• **Extrait**
########

L’union fait la force – Des télescopes s’unissent pour obtenir des observations sans précédent d’un célèbre trou noir
En avril 2019, une équipe internationale de scientifiques a publié la première image d’un trou noir dans la galaxie M87 à l’aide du Event Horizon Telescope (EHT). Cependant, cette remarquable réalisation n’était que le début de cette histoire scientifique. La professeure Daryl Haggard de l’Université McGill, également membre du Centre de recherche en astrophysique du Québec (CRAQ), a contribué à cet effort mondial.
Les données de 19 observatoires sont désormais publiques. Elles devraient permettre d’obtenir un aperçu inégalé de ce trou noir et du système qu’il alimente, et d’améliorer les tests de la théorie générale de la relativité d’Einstein.

########

• **Enregistrements à traiter**
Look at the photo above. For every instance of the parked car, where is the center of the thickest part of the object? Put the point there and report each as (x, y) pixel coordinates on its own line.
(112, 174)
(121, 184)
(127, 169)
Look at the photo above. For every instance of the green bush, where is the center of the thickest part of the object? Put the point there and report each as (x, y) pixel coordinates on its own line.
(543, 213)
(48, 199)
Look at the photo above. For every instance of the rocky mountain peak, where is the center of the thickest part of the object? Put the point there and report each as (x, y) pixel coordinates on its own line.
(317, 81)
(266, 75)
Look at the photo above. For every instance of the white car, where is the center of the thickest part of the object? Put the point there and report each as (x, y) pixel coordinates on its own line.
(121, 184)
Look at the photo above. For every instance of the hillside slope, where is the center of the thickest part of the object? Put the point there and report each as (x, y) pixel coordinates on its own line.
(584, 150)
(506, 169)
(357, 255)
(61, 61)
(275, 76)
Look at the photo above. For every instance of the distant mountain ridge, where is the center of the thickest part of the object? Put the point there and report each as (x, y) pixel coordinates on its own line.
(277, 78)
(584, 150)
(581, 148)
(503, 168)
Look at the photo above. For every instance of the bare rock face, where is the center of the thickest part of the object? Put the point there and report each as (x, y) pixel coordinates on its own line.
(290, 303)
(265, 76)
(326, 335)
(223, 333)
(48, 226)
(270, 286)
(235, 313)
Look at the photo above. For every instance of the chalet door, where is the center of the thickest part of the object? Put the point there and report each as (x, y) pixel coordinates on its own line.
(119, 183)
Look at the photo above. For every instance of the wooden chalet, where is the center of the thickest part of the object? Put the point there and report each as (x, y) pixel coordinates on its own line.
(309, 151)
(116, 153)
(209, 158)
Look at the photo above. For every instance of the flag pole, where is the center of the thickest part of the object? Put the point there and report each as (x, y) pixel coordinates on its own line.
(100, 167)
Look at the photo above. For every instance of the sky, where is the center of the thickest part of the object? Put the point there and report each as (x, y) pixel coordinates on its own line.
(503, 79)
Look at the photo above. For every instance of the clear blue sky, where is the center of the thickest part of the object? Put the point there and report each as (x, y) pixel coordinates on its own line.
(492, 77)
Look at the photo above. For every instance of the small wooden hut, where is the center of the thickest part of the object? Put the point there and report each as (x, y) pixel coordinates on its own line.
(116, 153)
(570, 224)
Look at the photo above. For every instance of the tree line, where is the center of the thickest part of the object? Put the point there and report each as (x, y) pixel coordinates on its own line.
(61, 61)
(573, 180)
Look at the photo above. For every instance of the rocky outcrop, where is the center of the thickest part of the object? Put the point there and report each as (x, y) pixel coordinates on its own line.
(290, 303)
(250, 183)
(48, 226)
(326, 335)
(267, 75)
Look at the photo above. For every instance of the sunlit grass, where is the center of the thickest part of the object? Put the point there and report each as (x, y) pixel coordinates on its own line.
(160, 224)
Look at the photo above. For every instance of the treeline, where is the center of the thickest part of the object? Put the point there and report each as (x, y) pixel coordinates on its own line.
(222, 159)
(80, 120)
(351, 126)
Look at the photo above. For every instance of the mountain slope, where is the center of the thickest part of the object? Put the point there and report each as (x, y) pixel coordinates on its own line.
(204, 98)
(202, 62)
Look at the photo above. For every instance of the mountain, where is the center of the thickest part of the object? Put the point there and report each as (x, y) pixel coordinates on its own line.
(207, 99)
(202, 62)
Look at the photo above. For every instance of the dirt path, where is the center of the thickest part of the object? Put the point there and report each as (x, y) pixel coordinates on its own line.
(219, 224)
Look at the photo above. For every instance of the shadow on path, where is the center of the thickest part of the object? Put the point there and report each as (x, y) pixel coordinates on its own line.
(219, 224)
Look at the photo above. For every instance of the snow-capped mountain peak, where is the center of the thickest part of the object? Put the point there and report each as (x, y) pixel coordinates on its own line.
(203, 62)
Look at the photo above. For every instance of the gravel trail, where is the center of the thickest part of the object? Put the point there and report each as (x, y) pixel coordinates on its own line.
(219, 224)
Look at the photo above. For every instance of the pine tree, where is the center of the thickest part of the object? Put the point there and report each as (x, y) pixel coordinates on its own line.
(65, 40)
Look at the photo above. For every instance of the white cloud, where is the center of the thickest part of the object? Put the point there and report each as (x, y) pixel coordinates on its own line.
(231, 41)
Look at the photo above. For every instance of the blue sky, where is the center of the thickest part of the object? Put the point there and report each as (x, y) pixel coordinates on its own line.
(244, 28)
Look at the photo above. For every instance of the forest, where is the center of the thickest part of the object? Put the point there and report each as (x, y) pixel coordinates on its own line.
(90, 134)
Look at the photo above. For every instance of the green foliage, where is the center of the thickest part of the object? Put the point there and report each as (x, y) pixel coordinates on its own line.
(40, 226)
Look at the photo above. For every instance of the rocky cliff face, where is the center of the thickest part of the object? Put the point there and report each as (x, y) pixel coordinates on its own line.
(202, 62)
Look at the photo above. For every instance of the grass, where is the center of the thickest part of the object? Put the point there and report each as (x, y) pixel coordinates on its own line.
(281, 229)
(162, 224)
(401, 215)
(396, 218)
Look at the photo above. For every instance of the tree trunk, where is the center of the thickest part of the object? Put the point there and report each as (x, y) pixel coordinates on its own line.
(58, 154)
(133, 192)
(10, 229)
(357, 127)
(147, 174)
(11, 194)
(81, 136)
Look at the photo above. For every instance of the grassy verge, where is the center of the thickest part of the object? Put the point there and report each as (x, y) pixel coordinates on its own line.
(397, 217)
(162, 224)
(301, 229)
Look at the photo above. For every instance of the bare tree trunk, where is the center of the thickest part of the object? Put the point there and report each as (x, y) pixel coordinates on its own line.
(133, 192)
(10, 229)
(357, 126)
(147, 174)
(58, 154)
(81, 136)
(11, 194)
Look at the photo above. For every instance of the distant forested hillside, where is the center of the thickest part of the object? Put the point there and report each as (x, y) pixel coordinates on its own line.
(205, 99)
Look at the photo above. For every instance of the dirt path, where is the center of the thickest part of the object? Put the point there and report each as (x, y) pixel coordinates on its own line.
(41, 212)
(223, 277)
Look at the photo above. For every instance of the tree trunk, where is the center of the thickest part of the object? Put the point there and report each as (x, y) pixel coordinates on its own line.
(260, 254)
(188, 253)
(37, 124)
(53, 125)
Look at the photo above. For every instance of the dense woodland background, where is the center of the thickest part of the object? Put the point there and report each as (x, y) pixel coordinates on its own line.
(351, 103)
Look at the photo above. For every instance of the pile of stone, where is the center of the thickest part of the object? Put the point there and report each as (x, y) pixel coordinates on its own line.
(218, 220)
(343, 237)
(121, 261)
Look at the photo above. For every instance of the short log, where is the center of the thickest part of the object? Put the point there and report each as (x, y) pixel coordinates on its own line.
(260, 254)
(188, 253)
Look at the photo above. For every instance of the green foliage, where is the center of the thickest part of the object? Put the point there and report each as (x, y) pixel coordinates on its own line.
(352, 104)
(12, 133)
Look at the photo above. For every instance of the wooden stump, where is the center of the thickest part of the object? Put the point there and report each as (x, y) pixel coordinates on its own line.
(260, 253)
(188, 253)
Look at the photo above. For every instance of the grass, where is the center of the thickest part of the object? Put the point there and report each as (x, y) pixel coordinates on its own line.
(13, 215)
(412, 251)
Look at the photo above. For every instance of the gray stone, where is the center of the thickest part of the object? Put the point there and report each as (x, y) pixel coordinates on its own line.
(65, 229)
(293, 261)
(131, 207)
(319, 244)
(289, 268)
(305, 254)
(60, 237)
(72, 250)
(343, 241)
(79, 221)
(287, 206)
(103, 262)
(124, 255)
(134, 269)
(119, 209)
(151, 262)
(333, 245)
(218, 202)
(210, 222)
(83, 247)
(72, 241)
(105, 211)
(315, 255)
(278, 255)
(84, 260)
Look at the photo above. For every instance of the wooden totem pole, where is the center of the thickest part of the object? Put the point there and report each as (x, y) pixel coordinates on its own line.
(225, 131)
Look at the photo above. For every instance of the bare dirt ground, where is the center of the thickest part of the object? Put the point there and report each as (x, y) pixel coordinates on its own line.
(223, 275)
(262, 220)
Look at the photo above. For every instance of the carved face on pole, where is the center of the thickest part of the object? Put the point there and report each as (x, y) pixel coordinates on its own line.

########

• **Exercice écrit A**
D’après l’extrait, de combien d’observatoires les données sont-elles désormais publiques ?
• **Exercice écrit B**
Déterminez combien de lignes des enregistrements contiennent la chaîne "mountain". Indiquez uniquement ce nombre.

• **Résultat de l’exercice A**
Les données de 19 observatoires sont désormais publiques.

• **Résultat de l’exercice B**
5